Material provided:
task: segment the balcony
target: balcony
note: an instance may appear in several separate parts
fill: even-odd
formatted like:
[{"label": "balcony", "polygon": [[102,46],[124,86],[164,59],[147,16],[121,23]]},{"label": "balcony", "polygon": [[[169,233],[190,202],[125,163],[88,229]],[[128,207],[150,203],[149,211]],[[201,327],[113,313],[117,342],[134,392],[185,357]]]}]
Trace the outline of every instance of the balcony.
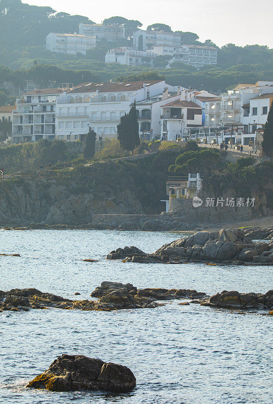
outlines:
[{"label": "balcony", "polygon": [[121,117],[116,115],[115,116],[103,116],[103,117],[92,117],[91,118],[91,122],[104,122],[106,121],[120,121]]},{"label": "balcony", "polygon": [[166,115],[160,115],[160,119],[183,119],[184,115],[172,115],[172,114],[167,114]]},{"label": "balcony", "polygon": [[60,112],[58,115],[56,115],[56,118],[70,118],[70,117],[88,117],[87,113],[81,113],[77,112]]}]

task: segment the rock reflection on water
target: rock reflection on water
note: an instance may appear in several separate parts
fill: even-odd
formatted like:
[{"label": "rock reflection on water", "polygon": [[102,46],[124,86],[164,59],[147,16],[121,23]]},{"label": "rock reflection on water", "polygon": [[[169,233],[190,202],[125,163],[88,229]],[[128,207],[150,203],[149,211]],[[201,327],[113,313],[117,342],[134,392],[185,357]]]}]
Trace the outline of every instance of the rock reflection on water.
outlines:
[{"label": "rock reflection on water", "polygon": [[[90,298],[104,280],[138,288],[264,293],[272,267],[187,266],[107,262],[119,246],[152,252],[172,233],[37,230],[1,233],[0,289],[33,287],[69,298]],[[178,236],[179,237],[179,236]],[[99,260],[90,263],[85,258]],[[79,296],[75,292],[81,293]],[[112,313],[32,310],[1,313],[0,402],[5,404],[268,404],[272,401],[272,318],[179,300]],[[28,390],[28,381],[58,356],[82,354],[128,366],[137,387],[126,394]]]}]

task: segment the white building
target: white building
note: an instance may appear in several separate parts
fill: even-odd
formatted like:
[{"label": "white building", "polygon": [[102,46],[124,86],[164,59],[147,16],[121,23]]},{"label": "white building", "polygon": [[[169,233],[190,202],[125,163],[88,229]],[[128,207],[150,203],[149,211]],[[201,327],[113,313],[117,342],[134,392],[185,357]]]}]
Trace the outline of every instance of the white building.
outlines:
[{"label": "white building", "polygon": [[186,140],[190,129],[202,126],[202,107],[193,101],[179,99],[161,108],[161,136],[165,140]]},{"label": "white building", "polygon": [[50,32],[46,37],[45,47],[51,52],[61,54],[86,54],[86,51],[96,46],[95,36]]},{"label": "white building", "polygon": [[146,50],[156,45],[180,46],[182,44],[180,34],[165,32],[163,31],[144,31],[142,29],[138,29],[134,33],[133,43],[134,49],[137,50]]},{"label": "white building", "polygon": [[125,38],[125,28],[121,25],[116,28],[103,24],[80,24],[79,33],[87,36],[94,36],[98,41],[106,39],[115,42],[117,39]]},{"label": "white building", "polygon": [[167,102],[179,99],[181,91],[179,86],[166,84],[160,94],[136,103],[140,136],[145,139],[159,139],[161,136],[161,107]]},{"label": "white building", "polygon": [[3,105],[0,107],[0,121],[12,122],[12,112],[16,109],[16,105]]},{"label": "white building", "polygon": [[54,139],[56,100],[63,92],[62,88],[34,90],[17,99],[12,115],[14,143]]},{"label": "white building", "polygon": [[91,127],[97,137],[113,138],[121,117],[136,102],[162,93],[163,80],[82,84],[57,100],[56,136],[77,140],[84,138]]},{"label": "white building", "polygon": [[136,50],[133,48],[110,49],[105,55],[105,63],[119,63],[129,66],[151,65],[157,55],[153,52]]},{"label": "white building", "polygon": [[198,69],[207,65],[217,64],[217,49],[212,46],[186,44],[177,46],[160,43],[152,47],[151,50],[157,55],[172,56],[169,65],[174,62],[181,62]]},{"label": "white building", "polygon": [[250,98],[248,104],[243,106],[243,144],[248,144],[250,140],[255,142],[257,130],[263,131],[272,103],[273,92],[269,92]]}]

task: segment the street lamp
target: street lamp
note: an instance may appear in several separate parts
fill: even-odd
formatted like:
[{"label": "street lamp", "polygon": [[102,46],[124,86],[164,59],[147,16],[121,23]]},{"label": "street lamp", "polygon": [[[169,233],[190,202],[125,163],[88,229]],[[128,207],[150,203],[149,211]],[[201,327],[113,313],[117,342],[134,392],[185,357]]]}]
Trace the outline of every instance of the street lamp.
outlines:
[{"label": "street lamp", "polygon": [[224,141],[224,122],[222,119],[220,120],[220,124],[222,125],[222,142]]},{"label": "street lamp", "polygon": [[[181,132],[181,139],[183,139],[183,133],[184,133],[184,127],[183,127],[184,121],[183,121],[183,119],[181,120],[181,121],[180,121],[179,123],[181,125],[181,130],[180,132]],[[183,129],[182,129],[182,127],[183,127]]]}]

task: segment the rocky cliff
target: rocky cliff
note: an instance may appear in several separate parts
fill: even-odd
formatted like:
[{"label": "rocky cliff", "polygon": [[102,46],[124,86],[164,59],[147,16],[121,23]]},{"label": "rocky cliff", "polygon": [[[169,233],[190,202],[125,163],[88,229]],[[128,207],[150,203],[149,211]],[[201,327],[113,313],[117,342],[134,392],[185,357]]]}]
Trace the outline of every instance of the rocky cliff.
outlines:
[{"label": "rocky cliff", "polygon": [[129,189],[105,192],[56,179],[3,181],[0,187],[0,225],[77,225],[90,223],[93,213],[144,213]]}]

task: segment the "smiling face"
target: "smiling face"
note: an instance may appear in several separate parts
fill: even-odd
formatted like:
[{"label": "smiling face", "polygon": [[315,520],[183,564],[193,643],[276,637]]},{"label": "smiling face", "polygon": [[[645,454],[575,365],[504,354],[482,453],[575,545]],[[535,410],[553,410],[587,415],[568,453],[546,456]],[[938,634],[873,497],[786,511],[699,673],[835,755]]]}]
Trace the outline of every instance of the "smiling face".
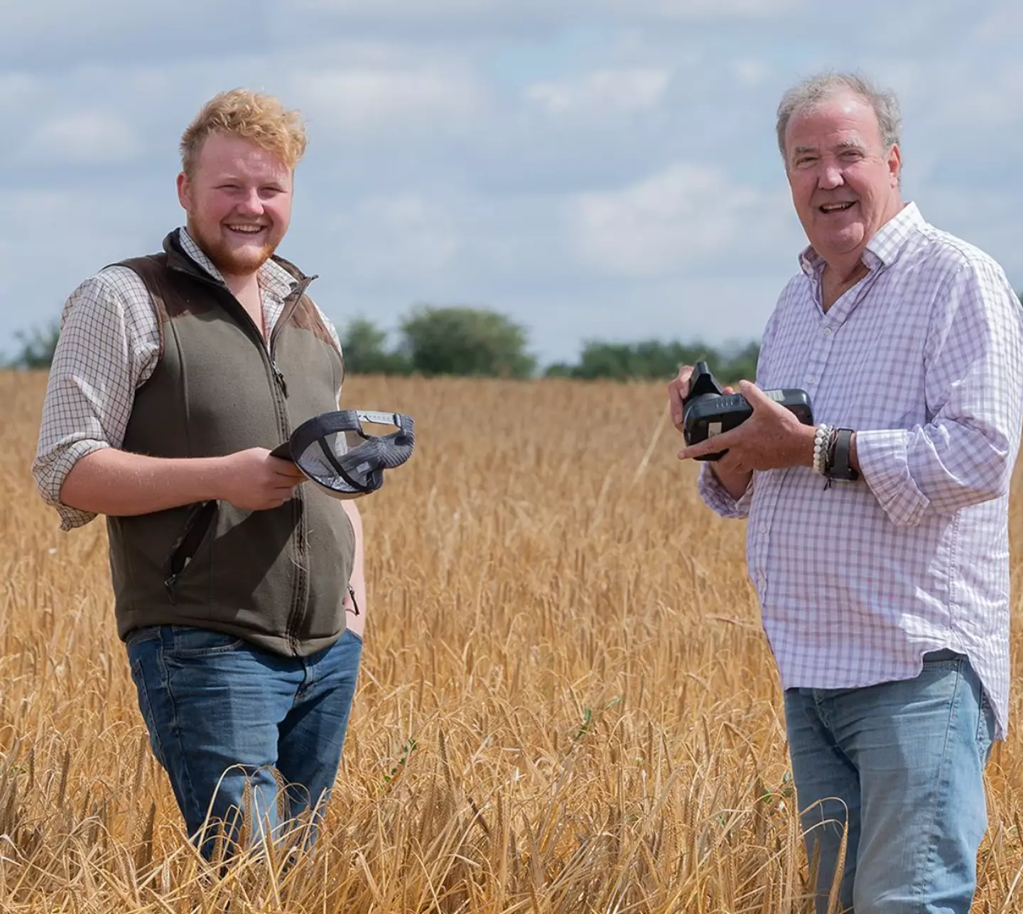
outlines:
[{"label": "smiling face", "polygon": [[792,201],[806,237],[842,271],[902,209],[901,156],[866,99],[841,92],[793,115],[785,134]]},{"label": "smiling face", "polygon": [[247,276],[270,258],[292,219],[293,172],[241,137],[212,133],[190,174],[178,175],[188,232],[225,276]]}]

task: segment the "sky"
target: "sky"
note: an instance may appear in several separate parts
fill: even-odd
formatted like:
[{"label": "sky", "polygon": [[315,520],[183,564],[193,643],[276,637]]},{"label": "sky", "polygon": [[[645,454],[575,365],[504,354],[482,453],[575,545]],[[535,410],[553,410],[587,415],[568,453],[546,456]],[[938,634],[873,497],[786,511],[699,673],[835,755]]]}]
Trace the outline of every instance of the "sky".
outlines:
[{"label": "sky", "polygon": [[213,94],[306,122],[278,253],[342,332],[419,304],[589,340],[759,338],[806,240],[779,98],[826,69],[895,90],[903,197],[1023,288],[1018,0],[0,0],[0,353],[183,224]]}]

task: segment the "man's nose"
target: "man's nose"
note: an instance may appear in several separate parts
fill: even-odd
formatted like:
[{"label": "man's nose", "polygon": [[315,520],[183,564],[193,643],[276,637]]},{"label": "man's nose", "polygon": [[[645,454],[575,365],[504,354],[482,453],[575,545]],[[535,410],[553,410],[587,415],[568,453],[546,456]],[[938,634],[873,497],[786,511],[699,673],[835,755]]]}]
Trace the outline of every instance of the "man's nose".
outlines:
[{"label": "man's nose", "polygon": [[256,187],[241,194],[241,199],[238,201],[238,212],[254,216],[262,215],[263,201],[260,200],[259,190]]}]

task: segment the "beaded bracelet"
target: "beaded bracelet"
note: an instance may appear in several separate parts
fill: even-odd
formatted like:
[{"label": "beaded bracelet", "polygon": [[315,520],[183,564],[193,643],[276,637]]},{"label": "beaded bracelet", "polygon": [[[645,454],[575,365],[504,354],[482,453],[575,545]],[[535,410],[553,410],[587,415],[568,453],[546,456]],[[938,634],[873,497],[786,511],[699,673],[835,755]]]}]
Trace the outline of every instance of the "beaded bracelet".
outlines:
[{"label": "beaded bracelet", "polygon": [[828,445],[831,443],[832,427],[821,423],[813,432],[813,469],[821,476],[828,467]]}]

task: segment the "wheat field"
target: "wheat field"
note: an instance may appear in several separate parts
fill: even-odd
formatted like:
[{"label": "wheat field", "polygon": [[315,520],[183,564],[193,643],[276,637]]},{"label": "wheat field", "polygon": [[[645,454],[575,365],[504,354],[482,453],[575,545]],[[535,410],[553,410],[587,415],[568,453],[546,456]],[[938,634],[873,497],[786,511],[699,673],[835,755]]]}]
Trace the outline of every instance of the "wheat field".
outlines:
[{"label": "wheat field", "polygon": [[[745,527],[697,497],[664,385],[349,379],[417,440],[360,503],[342,770],[314,852],[222,873],[149,754],[102,522],[62,533],[36,494],[45,383],[0,374],[0,911],[807,910]],[[1023,911],[1021,696],[978,911]]]}]

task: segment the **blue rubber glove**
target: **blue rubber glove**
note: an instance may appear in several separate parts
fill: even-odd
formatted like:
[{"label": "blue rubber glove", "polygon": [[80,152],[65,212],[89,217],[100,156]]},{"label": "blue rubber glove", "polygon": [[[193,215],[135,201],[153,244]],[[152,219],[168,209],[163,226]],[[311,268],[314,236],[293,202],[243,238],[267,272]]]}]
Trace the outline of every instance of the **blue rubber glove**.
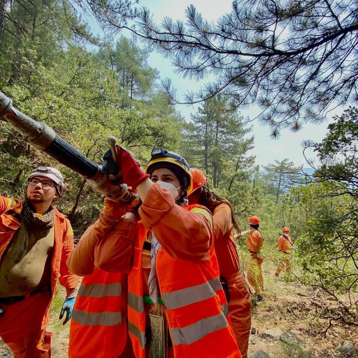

What needs to be done: Gather every line in the records above that contains the string "field", and copy each of those lines in full.

Written answer:
task: segment the "wheat field"
target: "wheat field"
[{"label": "wheat field", "polygon": [[315,520],[183,564],[193,643],[276,637]]},{"label": "wheat field", "polygon": [[[645,454],[575,365],[504,354],[482,453],[575,545]],[[535,410],[553,410],[587,415],[568,453],[546,456]],[[938,634],[873,497],[786,511],[699,673],[835,755]]]}]
Trace the outline of every instance of the "wheat field".
[{"label": "wheat field", "polygon": [[[745,527],[697,497],[664,385],[349,379],[417,440],[360,503],[342,770],[314,852],[222,873],[149,754],[102,522],[62,533],[36,494],[45,383],[0,374],[0,911],[807,910]],[[1023,911],[1021,696],[978,911]]]}]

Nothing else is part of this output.